SUPPLIED TEXT:
- Opening Delimiter -
Just a few kilometers from that piece of the Exclusion Zone we drove through a partially evacuated village. Literally right across the street from, or even right next to, an evacuated home or apartment building is a non-evacuated home or apartment building. We couldn’t make rhyme or reason of why one building was labeled contaminated, and why right next door, or across the street, was safe. Blane said the practice sounds suprisingly similar to what the Ukrainian health officials claim is their plan for the next Avian Influenza outbreak. Instead of culling whole flocks of birds (as they did last year during the AI outbreak), they claim they can separate out and slaughter only those birds that are contaminated within a village or flock, and they won’t need to cull all the birds in an area. Blane doesn’t think the plan sounds very realistic.
We continued our drive to Korosten and stopped at two other sites along the way, to see some monuments, including WWII truck dedicated to an unknown soldier/driver.
- Closing Delimiter -
LIST OF TASKS:
A. Extract the part of the Exclusion Zone passage that begins at the words "We continued our" and stops after "an unknown soldier/driver.".
B. Please extend the Exclusion Zone passage, picking up right after its final sentence.
The material after this point is separate from the Exclusion Zone passage.

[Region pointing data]
- Opening Delimiter -
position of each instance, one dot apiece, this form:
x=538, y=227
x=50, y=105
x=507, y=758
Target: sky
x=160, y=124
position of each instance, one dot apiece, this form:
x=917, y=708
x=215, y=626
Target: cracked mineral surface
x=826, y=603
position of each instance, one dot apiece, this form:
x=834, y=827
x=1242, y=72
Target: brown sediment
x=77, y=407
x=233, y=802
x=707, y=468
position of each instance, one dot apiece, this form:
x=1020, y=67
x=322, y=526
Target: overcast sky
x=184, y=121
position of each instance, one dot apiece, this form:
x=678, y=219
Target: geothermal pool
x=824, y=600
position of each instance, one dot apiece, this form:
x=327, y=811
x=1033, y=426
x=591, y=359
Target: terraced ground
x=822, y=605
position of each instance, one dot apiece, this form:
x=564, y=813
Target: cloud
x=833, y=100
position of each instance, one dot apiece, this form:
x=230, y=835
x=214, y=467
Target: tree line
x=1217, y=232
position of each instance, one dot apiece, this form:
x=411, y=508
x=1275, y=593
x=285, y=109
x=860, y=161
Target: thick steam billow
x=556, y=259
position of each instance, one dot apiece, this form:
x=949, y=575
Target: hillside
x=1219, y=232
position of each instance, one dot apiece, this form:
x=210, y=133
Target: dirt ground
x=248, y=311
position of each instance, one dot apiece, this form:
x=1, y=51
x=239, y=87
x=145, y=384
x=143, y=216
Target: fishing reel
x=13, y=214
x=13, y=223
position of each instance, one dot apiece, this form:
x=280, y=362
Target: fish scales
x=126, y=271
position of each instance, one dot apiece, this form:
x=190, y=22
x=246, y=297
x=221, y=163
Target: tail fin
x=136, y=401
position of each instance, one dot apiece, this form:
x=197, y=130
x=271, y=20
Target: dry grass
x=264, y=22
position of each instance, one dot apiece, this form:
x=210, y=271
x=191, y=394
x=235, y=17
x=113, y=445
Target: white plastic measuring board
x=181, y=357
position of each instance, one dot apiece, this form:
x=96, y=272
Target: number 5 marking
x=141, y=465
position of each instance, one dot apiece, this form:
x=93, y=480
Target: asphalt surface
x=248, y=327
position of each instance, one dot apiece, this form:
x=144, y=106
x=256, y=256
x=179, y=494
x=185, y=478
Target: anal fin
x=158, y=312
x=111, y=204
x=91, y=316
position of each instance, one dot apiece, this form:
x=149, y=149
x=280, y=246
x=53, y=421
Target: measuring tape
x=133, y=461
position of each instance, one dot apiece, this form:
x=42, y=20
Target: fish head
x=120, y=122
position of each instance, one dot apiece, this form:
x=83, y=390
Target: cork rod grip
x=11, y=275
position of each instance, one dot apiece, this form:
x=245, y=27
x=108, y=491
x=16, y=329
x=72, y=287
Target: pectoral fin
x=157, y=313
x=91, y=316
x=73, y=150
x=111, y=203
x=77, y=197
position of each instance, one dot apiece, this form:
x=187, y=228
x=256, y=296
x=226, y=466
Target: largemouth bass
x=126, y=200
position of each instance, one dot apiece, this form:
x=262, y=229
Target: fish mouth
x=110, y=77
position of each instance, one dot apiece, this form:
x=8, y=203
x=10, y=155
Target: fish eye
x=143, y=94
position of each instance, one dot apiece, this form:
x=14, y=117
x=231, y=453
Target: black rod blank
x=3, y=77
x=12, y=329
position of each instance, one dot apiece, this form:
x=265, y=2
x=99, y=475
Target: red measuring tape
- Closing Delimiter -
ANSWERS TO THE EXERCISE:
A.
We continued our drive to Korosten and stopped at two other sites along the way, to see some monuments, including WWII truck dedicated to an unknown soldier/driver.

B.
In Korosten, we went to the school where Igor’s mother is librarian. Igor had arranged a short meeting for Blane and his family with a club of students, ranging from about 9-10 years to 16-17 years old. The school’s English teacher facilitated the meeting, encouraging her students to ask questions of the American teenagers. Everyone was pretty shy, but Blane’s son Miles soon warmed up when he was asked about the kind of music he likes and what his favorite hobbies are. I’m not sure many of the school kids understood what he was saying, but every now and then the teacher would translate into Ukrainian, and I helped a couple times translating into Russian. Blane showed them on a map of the U.S. where their home state of Colorado is, and told them a bit about his work in Ukraine. He wowed the class with a few Ukrainian phrases he’s picked up.
From the school we went to the Korosten Center for Social-Psychological Rehabilitation, where Igor works as a psychologist. Blane had a brief meeting with the Director, and Igor gave a nice tour of the facility, describing the physical, psychological and social therapy he and his colleagues conduct there.
We then went to the Korosten China Factory store, a must-see on any trip to Korosten. The factory has been in operation since 1904, and claims it’s china is sold across the former Soviet Union and Europe. The inventory in the factory store changes regularly, based on whatever is in excess or going out of production. I bought a beautiful tea set with hand-painted tulips on the six cups, teapot, sugar bowl and milk vase, and delicate vines painted on the saucers – for $20! The prices on most items there are ridiculously low, although they do have some extraordinary works of porcelin art, with prices to match.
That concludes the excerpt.